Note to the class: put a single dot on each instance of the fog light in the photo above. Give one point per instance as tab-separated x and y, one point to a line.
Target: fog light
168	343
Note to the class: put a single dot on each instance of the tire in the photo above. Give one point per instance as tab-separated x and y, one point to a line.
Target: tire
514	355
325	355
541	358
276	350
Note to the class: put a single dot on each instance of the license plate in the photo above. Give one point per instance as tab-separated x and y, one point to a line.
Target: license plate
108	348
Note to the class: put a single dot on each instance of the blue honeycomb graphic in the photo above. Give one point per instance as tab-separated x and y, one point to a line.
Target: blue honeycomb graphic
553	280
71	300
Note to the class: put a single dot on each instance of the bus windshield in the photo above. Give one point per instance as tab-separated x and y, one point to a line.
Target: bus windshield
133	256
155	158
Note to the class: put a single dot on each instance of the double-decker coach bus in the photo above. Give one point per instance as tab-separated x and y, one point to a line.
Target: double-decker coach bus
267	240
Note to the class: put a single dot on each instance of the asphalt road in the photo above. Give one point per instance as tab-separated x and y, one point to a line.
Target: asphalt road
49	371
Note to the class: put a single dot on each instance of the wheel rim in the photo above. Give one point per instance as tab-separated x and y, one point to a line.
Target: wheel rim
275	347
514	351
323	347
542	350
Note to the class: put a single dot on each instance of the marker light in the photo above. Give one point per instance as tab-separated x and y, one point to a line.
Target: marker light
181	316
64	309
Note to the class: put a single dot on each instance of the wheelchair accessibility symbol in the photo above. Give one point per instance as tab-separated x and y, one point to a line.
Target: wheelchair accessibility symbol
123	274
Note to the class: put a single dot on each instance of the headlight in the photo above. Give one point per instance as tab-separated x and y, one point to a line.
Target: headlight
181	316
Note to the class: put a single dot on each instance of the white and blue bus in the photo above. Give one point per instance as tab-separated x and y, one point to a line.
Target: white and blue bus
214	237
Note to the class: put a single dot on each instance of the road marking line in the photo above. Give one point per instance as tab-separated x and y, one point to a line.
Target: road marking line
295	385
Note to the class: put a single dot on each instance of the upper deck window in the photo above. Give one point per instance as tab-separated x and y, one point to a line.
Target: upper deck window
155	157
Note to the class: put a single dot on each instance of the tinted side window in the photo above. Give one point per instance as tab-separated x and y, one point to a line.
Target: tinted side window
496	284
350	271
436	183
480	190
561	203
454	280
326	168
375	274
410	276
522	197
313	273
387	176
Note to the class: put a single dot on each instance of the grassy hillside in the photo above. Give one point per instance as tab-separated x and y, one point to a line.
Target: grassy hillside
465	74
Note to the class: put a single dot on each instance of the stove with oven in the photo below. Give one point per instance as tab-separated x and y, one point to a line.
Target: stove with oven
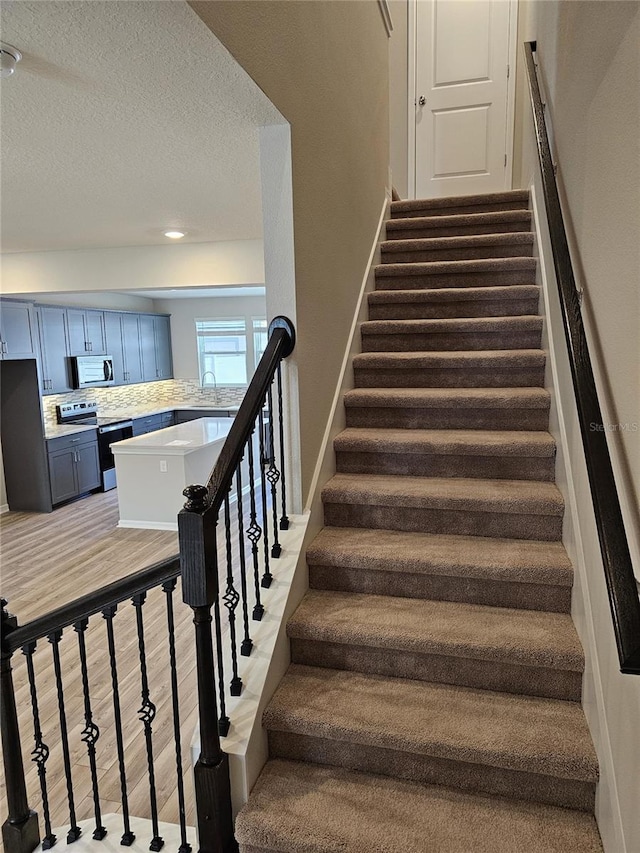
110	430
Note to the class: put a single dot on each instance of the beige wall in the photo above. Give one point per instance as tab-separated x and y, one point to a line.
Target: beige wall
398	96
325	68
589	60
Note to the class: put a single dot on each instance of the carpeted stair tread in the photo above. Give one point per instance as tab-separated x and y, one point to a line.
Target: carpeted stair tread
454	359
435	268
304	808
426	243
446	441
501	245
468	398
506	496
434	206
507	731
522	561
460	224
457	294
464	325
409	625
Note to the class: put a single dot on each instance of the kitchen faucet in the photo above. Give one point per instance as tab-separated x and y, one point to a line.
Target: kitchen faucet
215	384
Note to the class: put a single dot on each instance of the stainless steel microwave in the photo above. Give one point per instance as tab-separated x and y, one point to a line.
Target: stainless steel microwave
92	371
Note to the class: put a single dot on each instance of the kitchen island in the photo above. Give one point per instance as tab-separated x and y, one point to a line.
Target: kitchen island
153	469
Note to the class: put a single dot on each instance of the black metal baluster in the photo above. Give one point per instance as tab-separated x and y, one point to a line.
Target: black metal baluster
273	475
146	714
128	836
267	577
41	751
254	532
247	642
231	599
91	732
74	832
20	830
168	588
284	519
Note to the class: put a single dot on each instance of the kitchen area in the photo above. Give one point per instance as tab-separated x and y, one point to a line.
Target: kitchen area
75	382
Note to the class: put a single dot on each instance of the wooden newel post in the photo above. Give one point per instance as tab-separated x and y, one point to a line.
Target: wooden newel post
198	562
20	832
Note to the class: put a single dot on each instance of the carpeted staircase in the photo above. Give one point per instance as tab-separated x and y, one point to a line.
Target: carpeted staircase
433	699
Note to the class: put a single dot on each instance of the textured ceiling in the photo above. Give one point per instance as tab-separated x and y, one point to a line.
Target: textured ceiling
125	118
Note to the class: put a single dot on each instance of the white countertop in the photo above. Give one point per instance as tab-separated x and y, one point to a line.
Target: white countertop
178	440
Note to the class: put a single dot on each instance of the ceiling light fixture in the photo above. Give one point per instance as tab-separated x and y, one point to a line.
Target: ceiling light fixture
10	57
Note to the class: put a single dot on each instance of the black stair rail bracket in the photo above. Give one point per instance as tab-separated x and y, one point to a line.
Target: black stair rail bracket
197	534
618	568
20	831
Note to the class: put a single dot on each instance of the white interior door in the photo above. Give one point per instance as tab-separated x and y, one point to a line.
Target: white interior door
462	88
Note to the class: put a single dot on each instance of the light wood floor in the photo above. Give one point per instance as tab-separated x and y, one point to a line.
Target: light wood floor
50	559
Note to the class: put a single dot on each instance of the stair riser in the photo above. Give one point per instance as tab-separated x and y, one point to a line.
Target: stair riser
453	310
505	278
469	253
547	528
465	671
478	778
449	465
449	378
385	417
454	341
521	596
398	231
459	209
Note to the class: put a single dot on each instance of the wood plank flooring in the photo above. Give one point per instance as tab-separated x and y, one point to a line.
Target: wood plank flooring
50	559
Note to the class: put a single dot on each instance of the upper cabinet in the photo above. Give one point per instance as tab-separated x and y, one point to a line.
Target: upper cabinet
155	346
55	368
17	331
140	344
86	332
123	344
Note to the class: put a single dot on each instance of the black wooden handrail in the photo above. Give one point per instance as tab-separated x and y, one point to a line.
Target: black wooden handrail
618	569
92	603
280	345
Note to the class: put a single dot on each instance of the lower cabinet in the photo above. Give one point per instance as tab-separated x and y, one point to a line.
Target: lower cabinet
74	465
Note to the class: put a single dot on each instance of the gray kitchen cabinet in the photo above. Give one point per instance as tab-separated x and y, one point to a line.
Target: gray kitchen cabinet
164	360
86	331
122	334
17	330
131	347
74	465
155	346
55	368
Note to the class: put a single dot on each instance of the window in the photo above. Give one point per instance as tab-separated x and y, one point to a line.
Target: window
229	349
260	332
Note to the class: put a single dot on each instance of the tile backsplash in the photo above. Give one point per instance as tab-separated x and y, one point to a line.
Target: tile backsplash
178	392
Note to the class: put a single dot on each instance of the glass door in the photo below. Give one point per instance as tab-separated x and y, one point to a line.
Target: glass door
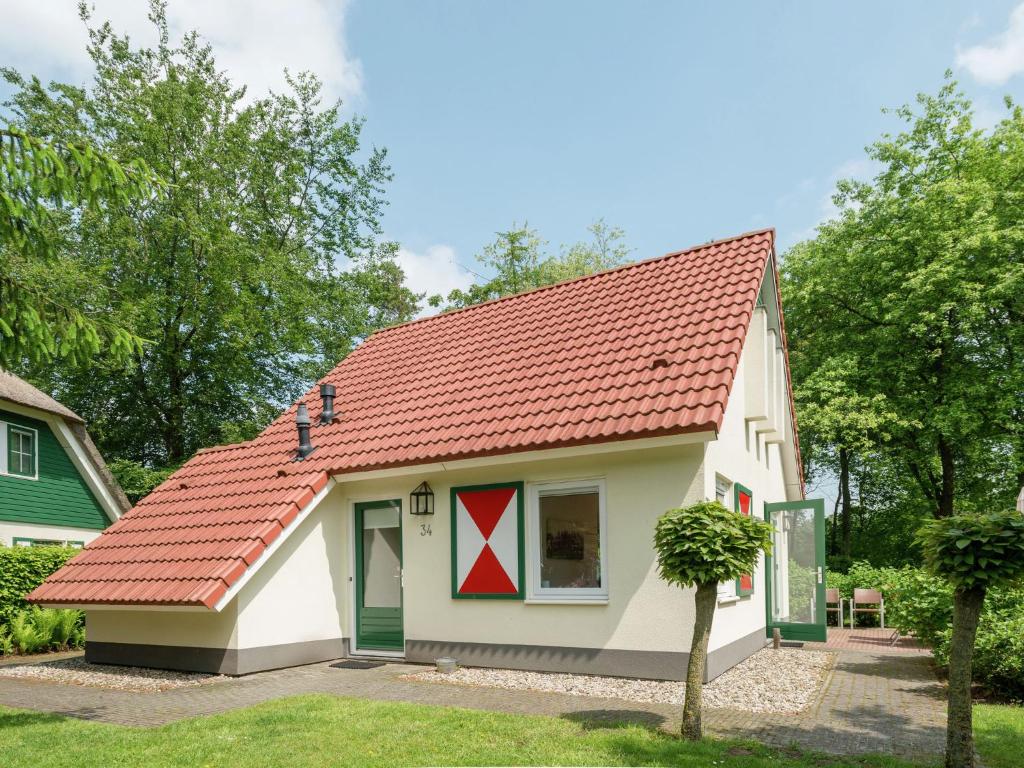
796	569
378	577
::::::::::
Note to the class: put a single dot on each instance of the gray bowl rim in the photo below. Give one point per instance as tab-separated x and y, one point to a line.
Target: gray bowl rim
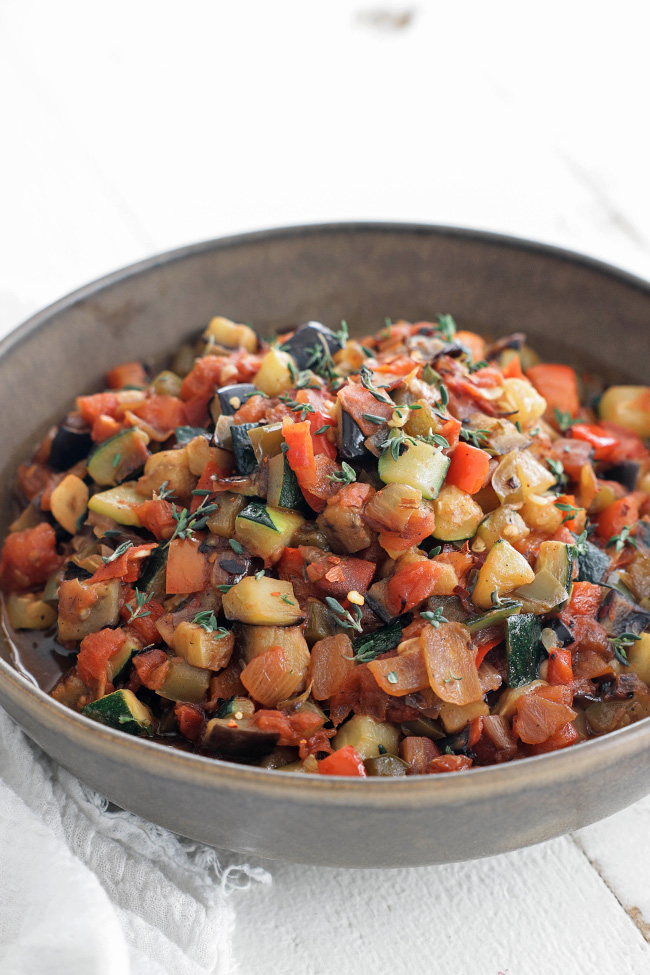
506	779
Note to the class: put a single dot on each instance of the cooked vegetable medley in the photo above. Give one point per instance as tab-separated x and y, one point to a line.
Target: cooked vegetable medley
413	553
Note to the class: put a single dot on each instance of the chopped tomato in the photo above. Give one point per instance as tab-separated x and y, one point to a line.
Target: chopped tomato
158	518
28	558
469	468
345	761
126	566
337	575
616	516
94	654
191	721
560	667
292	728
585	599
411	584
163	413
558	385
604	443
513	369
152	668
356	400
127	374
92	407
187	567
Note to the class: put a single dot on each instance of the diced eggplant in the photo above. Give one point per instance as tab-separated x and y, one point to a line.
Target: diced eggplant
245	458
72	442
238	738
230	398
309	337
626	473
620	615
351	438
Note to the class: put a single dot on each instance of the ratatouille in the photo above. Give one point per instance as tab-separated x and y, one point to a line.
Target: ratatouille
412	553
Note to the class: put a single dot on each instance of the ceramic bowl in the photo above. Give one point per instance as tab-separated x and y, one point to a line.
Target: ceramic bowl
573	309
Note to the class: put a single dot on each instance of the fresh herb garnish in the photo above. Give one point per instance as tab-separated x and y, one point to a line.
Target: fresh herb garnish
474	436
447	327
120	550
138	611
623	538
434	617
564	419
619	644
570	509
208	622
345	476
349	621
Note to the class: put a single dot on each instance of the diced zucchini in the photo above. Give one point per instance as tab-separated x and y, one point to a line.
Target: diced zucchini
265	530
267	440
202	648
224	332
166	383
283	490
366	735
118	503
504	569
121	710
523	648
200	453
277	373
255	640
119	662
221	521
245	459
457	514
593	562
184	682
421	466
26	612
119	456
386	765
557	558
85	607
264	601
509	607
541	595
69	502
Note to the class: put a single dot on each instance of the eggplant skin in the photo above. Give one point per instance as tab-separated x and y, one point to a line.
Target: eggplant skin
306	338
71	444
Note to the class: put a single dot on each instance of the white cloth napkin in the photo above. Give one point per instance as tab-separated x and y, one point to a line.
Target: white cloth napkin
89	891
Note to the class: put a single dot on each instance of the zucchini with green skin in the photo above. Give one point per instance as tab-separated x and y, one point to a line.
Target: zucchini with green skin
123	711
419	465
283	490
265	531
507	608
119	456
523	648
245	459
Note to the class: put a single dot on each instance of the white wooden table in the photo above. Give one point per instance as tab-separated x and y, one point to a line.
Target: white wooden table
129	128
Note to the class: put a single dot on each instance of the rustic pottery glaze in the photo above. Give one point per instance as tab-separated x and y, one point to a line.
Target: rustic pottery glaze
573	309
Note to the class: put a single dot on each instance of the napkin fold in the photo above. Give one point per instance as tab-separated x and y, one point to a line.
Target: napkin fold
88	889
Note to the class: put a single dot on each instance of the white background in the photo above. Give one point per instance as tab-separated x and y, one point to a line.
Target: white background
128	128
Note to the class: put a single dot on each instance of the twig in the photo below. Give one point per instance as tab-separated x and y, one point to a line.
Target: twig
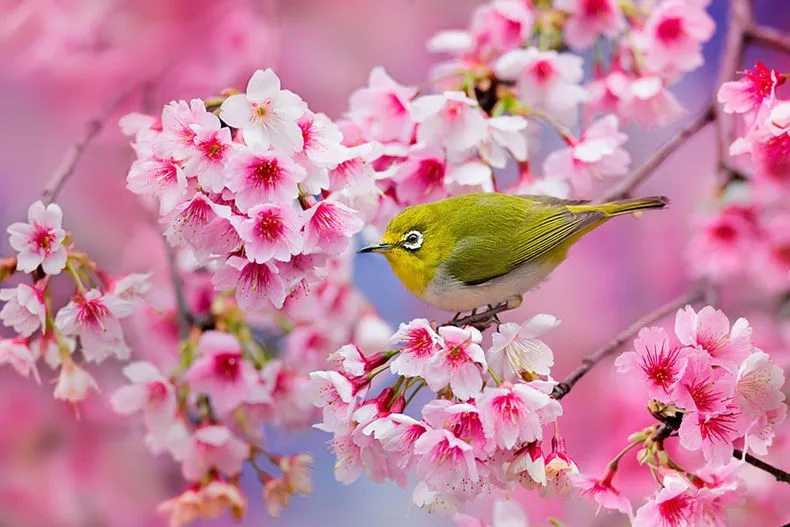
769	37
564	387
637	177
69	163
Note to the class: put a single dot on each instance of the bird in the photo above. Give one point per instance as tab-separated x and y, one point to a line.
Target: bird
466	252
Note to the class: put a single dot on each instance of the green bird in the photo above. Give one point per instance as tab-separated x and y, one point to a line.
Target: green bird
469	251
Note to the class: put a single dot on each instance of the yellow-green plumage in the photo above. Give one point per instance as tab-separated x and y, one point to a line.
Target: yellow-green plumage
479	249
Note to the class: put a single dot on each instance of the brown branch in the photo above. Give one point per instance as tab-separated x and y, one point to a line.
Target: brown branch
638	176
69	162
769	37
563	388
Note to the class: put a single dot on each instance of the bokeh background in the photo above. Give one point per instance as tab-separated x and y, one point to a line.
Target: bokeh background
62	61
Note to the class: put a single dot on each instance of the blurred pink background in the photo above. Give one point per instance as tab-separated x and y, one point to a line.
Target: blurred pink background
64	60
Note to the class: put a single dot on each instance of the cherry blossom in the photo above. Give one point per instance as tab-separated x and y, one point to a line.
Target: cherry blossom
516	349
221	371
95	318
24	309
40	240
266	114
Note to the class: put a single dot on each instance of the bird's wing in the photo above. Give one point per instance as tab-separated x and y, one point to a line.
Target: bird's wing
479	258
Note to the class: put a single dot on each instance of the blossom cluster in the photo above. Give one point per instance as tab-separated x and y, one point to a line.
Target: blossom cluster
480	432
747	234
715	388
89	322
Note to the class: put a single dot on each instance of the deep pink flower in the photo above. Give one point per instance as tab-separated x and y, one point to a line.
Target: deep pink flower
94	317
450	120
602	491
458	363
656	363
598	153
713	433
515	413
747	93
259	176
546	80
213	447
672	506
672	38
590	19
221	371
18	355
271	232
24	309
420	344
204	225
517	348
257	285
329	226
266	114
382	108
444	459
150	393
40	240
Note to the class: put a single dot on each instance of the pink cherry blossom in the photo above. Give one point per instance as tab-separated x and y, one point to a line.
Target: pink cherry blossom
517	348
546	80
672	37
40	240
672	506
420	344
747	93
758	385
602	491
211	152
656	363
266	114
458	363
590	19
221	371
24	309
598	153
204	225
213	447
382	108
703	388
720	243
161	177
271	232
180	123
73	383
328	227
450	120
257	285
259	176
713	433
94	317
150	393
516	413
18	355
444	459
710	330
::::::::::
**DESCRIPTION OF THE TASK**
Report each line in the items above that contains the word "with". Case counts.

**RESULT OF THE TASK**
Note to the class: put a single dot on each instance of the stove with oven in the photo below. Give one point per instance as tab-separated x and y, one point to a line.
Target: stove with oven
Note to the class: put a single dot on each instance of the zucchini with green skin in the photo above. Give one point per instance as tab-separated x and y, one point to a line.
Target: zucchini with green skin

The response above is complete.